Challenge:
Reproduce every line of the material below, requests included, shifting each bounding-box coordinate in the answers up by 53. Leave the pictures out of your reply.

Data listing:
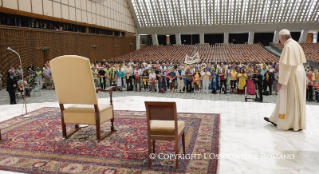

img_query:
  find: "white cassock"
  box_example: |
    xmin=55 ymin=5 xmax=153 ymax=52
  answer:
xmin=269 ymin=39 xmax=306 ymax=131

Final answer:
img_query:
  find: "white cassock"
  box_example: |
    xmin=55 ymin=5 xmax=153 ymax=52
  answer:
xmin=322 ymin=92 xmax=359 ymax=184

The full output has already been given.